WORK TO COMPLETE -
Starting at the line that contains "Point to the engine" and ending at the end of the records, reproduce every line, requests included, and multiply each coordinate in the answers by 0.85, rounding to whole numbers with halves going up.

++++ WORKING DATA

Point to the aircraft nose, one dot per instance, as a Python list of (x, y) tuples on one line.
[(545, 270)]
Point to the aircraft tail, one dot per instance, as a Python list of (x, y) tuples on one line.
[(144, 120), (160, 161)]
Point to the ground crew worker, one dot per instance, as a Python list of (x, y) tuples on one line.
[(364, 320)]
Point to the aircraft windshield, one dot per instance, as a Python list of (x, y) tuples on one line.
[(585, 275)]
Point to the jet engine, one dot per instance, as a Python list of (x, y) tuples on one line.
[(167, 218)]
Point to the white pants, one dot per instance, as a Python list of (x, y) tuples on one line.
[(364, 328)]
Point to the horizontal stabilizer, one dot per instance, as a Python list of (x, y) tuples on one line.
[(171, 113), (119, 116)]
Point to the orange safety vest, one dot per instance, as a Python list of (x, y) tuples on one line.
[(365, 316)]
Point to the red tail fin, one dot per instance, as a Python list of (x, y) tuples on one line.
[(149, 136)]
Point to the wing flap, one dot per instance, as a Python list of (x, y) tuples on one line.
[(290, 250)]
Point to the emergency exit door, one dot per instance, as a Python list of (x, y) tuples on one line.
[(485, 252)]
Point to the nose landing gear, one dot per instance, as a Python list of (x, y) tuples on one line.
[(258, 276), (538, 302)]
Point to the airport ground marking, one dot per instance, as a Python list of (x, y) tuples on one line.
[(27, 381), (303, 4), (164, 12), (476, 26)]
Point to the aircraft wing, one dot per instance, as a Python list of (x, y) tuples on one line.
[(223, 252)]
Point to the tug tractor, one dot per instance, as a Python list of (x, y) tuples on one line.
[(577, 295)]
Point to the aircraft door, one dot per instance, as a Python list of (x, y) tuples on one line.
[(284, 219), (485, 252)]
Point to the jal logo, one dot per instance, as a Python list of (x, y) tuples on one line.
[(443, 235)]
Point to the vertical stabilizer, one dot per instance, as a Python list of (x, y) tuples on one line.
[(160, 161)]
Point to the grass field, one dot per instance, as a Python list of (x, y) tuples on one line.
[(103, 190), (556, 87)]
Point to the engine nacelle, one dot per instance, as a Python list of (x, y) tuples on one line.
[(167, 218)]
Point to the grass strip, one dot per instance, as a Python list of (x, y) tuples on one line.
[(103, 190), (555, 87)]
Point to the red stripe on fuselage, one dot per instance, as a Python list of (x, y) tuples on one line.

++++++++

RESPONSE -
Point to the engine nacelle, one dot per instance, as a Python list of (x, y) tuples on one line.
[(142, 185)]
Point to the grass strip, one dot per instance, as a Python list of (x, y) tuples on one line.
[(88, 162), (472, 74)]
Point to the red stripe on fuselage, one dot per instance, as a Python list of (x, y) tuples on one line.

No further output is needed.